_DIRECTIONS_. Please set down the listing exactly, from the first line to the last.

====

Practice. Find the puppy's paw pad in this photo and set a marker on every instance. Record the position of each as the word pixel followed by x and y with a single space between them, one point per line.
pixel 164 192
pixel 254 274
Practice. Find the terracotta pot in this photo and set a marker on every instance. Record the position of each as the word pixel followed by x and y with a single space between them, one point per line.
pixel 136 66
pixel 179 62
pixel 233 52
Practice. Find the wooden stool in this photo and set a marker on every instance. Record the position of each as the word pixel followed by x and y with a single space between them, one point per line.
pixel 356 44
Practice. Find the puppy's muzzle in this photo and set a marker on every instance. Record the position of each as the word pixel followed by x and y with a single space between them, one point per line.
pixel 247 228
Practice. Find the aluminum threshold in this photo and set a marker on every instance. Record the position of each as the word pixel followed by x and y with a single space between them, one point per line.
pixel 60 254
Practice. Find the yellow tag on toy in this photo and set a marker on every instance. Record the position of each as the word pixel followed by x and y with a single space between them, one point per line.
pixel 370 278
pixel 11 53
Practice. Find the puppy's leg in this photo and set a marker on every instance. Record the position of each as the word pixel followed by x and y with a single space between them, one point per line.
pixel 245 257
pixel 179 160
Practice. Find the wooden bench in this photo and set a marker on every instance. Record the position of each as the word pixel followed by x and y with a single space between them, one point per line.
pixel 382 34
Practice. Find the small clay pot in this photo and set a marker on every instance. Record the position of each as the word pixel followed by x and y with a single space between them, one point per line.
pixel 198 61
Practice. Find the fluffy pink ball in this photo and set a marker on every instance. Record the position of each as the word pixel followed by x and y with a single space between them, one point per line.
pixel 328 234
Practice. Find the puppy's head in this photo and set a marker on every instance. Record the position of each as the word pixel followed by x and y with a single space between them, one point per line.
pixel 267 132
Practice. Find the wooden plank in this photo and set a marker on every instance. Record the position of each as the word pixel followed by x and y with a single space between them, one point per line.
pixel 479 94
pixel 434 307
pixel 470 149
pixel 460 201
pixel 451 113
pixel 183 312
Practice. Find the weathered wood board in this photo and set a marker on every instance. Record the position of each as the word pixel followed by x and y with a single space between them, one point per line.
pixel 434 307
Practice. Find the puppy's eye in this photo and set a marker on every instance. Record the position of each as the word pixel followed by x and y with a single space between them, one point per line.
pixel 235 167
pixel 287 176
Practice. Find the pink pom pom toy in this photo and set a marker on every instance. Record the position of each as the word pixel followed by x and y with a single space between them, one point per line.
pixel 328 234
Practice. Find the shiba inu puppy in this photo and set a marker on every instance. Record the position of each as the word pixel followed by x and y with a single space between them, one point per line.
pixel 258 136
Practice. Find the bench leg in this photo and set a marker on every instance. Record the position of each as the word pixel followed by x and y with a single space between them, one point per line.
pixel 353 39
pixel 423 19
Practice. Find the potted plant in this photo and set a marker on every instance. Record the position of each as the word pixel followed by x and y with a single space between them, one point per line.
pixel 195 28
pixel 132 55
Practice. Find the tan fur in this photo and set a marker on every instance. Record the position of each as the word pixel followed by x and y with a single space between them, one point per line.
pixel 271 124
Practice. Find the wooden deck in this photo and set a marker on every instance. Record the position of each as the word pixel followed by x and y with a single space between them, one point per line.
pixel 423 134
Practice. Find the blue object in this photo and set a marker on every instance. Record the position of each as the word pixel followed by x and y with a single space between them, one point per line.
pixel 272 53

====

_ANSWER FOR THIS EXERCISE_.
Practice. Find the puppy's paw pad in this photo and set a marker on every instance. Record the position of each as the word pixel followed by x and y with a single space between them, one point per line.
pixel 164 192
pixel 254 274
Practice. Find the terracotta pot in this photo and set a marker on every instance. Record the position of each as the word pixel followed by x and y with a single space between them, one point per line.
pixel 136 66
pixel 179 62
pixel 233 52
Practice. Find the wooden stool in this photo and set a marker on every instance. Record the position of each as the word pixel followed by x and y with a single space between them, one point per line.
pixel 356 44
Practice. Find the puppy's muzzle in this photo and set a marker on every instance. Record the position of each as the word pixel followed by x and y with a single space between them, one point per line.
pixel 247 228
Practice. Find the aluminum threshold in this photo and set a marker on every instance. Record the position of each as the word pixel followed by x and y with a single space between them, one point per line.
pixel 60 254
Practice. Find the yellow tag on toy in this photo and set a marker on every instance. Record the position of each as the word pixel followed by x and y with a single space between them, one point per line.
pixel 370 278
pixel 11 53
Practice. Find the puppy's leg in this photo and set a marker on every instance. Record the position of each as the word pixel followed by x and y with a single space between them, one point per line.
pixel 245 257
pixel 179 160
Practice. Find the wooden bench in this photo and set a marker on every instance. Record the position of each as the word pixel followed by x and y with a single space between them, one point per line.
pixel 382 34
Practice. Find the small clay pot in this photo and set a marker on every instance. Record the position of each as the word pixel followed by x and y with a single space between them, one point per line.
pixel 198 61
Practice. Find the fluffy pink ball in this photo and set a marker on every instance. Record the position of each as the word pixel followed by x and y with a single space between them, one point per line.
pixel 328 234
Practice. Find the puppy's head in this photo and set a marker on every instance. Record the position of each as the word pixel followed by x and y with a single space between them, one point per line.
pixel 267 132
Practice. Find the wooden plank in this photo and set a marker on every instance. Record the position of each as the word pixel followed by x and y with a single space between them, one point per line.
pixel 479 94
pixel 434 307
pixel 470 149
pixel 460 201
pixel 451 113
pixel 183 312
Practice. Find the weathered wood board in this photo and set a marker on every instance. Record the position of each as the word pixel followed by x and y with a single space between them, one point per line.
pixel 434 307
Practice. Find the puppy's eye in this photo and set a marker on every instance. Record the position of each as the word pixel followed by x and y with a single space between them, one point per line.
pixel 235 167
pixel 287 176
Practice. Find the pink pom pom toy in this photo and set a marker on every instance. Record the position of each as the word pixel followed by x and y with a single space between them, one point per line.
pixel 328 234
Practice. Find the shiba inu puppy in this photo and set a marker on every instance. Record the position of each as the word pixel followed by x and y with a single space between them, one point per line.
pixel 258 136
Practice. Find the bench leg in this photo and set a marker on every instance. Record the position of each as the word pixel followed by x and y with a single space between them, one point per line.
pixel 353 39
pixel 423 19
Practice. Find the potted plant in this photo and set a marker on every instance. Record the position of each as the word pixel followed by x and y with a single space between them, one point per line.
pixel 195 28
pixel 132 55
Practice. Find the tan fur in this photo and set a marker on every instance. Record the position of each as the word pixel followed by x and y with a single space between them, one point per line.
pixel 271 124
Practice. Find the wooden deck in this photo and set a marker on every instance. Record the position of each as the word pixel followed by x and y with a single space between them, one point per line.
pixel 423 134
Practice. Find the blue object in this photo and set a marker on every instance. Record the position of each as the word pixel followed by x and y with a single space between them, one point per line.
pixel 272 53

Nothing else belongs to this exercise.